## BEGIN INFORMATION SHOWN

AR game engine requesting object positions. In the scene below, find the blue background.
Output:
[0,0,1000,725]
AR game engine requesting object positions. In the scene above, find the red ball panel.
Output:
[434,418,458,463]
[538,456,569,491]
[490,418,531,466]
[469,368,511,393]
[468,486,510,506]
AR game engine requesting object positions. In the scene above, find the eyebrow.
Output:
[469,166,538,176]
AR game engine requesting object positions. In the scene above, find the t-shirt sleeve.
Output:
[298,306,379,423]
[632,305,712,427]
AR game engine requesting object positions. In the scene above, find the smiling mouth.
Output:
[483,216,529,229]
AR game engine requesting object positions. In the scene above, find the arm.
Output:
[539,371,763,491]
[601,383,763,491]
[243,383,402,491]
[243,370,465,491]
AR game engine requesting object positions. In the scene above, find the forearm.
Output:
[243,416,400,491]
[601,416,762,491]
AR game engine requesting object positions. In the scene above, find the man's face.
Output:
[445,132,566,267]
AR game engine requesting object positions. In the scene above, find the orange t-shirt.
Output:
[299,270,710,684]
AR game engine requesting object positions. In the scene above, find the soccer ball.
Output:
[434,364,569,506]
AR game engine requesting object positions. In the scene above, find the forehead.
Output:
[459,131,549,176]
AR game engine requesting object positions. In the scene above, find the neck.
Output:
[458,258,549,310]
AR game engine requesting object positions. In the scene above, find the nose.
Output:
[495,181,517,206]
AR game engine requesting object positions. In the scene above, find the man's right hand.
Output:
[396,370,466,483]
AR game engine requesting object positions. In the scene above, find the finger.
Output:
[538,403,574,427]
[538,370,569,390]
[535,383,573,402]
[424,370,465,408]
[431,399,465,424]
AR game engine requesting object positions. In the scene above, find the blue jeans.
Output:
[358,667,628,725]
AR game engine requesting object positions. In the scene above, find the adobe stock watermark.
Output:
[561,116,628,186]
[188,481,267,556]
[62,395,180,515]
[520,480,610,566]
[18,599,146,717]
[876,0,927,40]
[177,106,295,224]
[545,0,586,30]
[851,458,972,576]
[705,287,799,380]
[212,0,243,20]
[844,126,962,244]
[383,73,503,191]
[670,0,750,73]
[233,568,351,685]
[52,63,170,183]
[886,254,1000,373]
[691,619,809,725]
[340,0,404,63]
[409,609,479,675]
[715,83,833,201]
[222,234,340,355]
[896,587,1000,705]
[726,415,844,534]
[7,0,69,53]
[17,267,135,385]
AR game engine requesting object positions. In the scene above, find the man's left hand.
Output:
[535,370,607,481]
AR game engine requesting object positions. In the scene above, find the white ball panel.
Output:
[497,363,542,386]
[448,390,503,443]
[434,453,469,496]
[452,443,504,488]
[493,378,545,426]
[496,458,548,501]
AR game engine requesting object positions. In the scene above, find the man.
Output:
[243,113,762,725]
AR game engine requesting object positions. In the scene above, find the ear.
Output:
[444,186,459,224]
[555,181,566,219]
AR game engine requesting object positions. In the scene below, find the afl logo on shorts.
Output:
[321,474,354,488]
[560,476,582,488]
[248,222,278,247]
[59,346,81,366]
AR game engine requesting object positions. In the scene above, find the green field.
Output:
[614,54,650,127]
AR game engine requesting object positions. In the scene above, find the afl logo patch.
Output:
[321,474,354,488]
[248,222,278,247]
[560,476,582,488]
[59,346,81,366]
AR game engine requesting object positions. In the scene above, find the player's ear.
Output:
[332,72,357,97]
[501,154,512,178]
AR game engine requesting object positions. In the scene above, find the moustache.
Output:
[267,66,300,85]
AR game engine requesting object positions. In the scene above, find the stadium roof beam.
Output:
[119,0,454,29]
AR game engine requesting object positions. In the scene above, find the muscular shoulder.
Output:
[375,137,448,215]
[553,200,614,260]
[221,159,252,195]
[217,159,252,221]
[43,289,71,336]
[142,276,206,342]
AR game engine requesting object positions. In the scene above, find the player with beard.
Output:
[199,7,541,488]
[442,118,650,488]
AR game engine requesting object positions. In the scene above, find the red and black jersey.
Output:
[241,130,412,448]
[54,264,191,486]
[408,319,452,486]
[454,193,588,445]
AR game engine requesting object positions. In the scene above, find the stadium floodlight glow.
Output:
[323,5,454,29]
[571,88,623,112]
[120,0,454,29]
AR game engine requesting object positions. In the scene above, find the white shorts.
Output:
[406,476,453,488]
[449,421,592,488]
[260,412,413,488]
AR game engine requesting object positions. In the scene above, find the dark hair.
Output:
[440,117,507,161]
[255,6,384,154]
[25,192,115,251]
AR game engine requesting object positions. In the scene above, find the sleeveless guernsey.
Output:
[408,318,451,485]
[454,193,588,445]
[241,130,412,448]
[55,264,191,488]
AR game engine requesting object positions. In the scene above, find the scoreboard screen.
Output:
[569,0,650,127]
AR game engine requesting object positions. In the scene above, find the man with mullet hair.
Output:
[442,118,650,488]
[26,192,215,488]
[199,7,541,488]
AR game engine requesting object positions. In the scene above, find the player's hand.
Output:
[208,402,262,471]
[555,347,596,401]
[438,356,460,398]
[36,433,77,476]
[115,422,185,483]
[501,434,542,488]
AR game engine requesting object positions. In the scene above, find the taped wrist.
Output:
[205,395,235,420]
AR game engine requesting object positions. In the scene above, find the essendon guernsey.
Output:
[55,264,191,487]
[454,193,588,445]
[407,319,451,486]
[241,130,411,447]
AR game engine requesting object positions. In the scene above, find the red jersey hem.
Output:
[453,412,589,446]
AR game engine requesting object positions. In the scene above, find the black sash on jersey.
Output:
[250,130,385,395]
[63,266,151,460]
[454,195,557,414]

## END INFORMATION SHOWN

- **WHAT THIS TASK INVOLVES**
Rescale the material starting with the line containing "the scoreboard screen." and going on through the line containing "[569,0,650,127]", writing out each of those lines again. In the answers, multiply every bounding-box coordinate by 2.55 and round it to a whole number, with halves rounded up.

- **COMPLETED EXERCISE**
AR game engine requesting object positions. In the scene above, find the scoreboard screen.
Output:
[1451,0,1658,324]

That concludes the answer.